Dataset records about object locations:
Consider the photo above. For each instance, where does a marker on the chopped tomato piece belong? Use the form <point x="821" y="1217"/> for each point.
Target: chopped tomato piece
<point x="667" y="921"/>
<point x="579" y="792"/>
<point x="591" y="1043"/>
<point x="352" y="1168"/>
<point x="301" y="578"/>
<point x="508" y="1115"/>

▸ EXERCISE PROMPT: Give every line of the entries above as a JSON list of strings, one string per line, leaving out any blank lines.

▸ THE REPLY:
[
  "Consider the photo above. For each instance, where does a marker on the chopped tomato piece belong? Use the form <point x=\"821\" y=\"1217\"/> for each point.",
  "Target: chopped tomato piece",
  "<point x=\"667\" y=\"921\"/>",
  "<point x=\"579\" y=\"792\"/>",
  "<point x=\"591\" y=\"1043\"/>",
  "<point x=\"352\" y=\"1168\"/>",
  "<point x=\"301\" y=\"578\"/>",
  "<point x=\"508\" y=\"1115\"/>"
]